* **Supplied passage**:
---

Theorem (Schneider 1936): Assume that $E$ is defined over $\overline{\mathbb{Q}}$. I.e., $g_2$, $g_3 \in \overline{\mathbb{Q}}$.

  1. Each of $\lambda_1$, $\lambda_2$, $\eta_1$, $\eta_2$ is transcendental over $\mathbb{Q}$.
  2. If $E$ does not have CM, then $\tau := \lambda_1/\lambda_2$ is transcendental over $\mathbb{Q}$.
  3. If $E$ has CM, then $\mathbb{Q}(\tau)$ is an imaginary quadratic field.

Schneider's results were improved over the years, starting with work of Baker, Coates, and Masser, to results on $\overline{\mathbb{Q}}$-linear combinations of periods, quasi-periods, and elliptic logarithms. Parts 2 and 3 of the following theorem should settle the original question.

---

* **Provided information**:
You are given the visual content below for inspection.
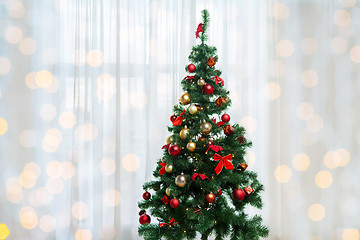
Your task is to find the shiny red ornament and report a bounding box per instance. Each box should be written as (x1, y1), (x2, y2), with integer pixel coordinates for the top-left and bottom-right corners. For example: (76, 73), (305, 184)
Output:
(168, 144), (181, 157)
(203, 83), (214, 95)
(143, 192), (151, 200)
(139, 214), (151, 225)
(170, 198), (180, 208)
(162, 195), (170, 204)
(206, 193), (216, 203)
(221, 113), (230, 122)
(186, 63), (196, 73)
(233, 188), (245, 201)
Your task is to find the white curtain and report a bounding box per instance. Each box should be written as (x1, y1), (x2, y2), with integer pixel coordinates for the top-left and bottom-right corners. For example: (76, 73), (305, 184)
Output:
(0, 0), (360, 240)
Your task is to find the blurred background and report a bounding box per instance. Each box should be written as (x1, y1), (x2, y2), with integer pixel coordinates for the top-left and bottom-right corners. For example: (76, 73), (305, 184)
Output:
(0, 0), (360, 240)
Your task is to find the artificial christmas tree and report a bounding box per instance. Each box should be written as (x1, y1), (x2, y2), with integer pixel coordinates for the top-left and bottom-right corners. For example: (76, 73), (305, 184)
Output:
(139, 10), (268, 240)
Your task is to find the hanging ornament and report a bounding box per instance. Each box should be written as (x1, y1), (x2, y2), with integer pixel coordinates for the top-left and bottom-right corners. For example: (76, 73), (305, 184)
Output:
(186, 142), (196, 152)
(233, 188), (245, 201)
(200, 122), (212, 134)
(180, 93), (191, 105)
(224, 125), (234, 136)
(179, 127), (190, 140)
(165, 164), (174, 173)
(168, 144), (180, 157)
(186, 63), (196, 73)
(139, 214), (151, 225)
(206, 193), (215, 203)
(170, 198), (180, 208)
(221, 113), (230, 122)
(188, 104), (198, 115)
(162, 195), (170, 204)
(203, 83), (214, 95)
(143, 191), (151, 200)
(175, 173), (187, 187)
(198, 78), (206, 86)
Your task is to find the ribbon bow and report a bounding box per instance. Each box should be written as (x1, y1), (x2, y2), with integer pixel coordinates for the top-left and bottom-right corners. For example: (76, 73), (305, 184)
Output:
(212, 76), (224, 86)
(159, 218), (178, 227)
(191, 173), (210, 181)
(214, 153), (234, 175)
(195, 23), (204, 38)
(159, 163), (166, 175)
(173, 109), (185, 126)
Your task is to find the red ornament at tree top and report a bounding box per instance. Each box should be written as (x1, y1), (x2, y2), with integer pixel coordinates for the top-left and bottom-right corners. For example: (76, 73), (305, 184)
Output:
(168, 144), (180, 157)
(203, 84), (214, 95)
(186, 63), (196, 73)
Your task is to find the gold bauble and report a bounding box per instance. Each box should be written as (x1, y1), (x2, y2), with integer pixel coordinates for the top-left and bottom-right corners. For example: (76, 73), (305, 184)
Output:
(175, 173), (187, 187)
(198, 78), (206, 86)
(180, 93), (191, 105)
(186, 142), (196, 152)
(165, 164), (174, 173)
(179, 128), (190, 140)
(188, 105), (197, 115)
(200, 122), (212, 134)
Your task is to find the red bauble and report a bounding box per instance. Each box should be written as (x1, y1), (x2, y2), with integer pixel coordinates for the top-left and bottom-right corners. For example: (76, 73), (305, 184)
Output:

---

* **Problem to work on**:
Reproduce the passage on Schneider's theorem between "Theorem (Schneider 1936): Assume" and "imaginary quadratic field.", inclusive.

* **Final answer**:
Theorem (Schneider 1936): Assume that $E$ is defined over $\overline{\mathbb{Q}}$. I.e., $g_2$, $g_3 \in \overline{\mathbb{Q}}$.

  1. Each of $\lambda_1$, $\lambda_2$, $\eta_1$, $\eta_2$ is transcendental over $\mathbb{Q}$.
  2. If $E$ does not have CM, then $\tau := \lambda_1/\lambda_2$ is transcendental over $\mathbb{Q}$.
  3. If $E$ has CM, then $\mathbb{Q}(\tau)$ is an imaginary quadratic field.